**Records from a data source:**
━━━━━━━━━━━━━━━━━━━━

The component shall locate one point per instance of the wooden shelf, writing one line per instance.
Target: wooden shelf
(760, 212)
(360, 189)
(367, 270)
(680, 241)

━━━━━━━━━━━━━━━━━━━━

**DIRECTIVE:** Reproduce all of the records, substituting "timber shelf" for "wooden shelf" and leaving everything else unaltered.

**OUTPUT FOR THIS TASK:**
The component shall locate one point per instance of the timber shelf, writing one line per instance.
Target: timber shelf
(760, 212)
(360, 189)
(367, 270)
(680, 241)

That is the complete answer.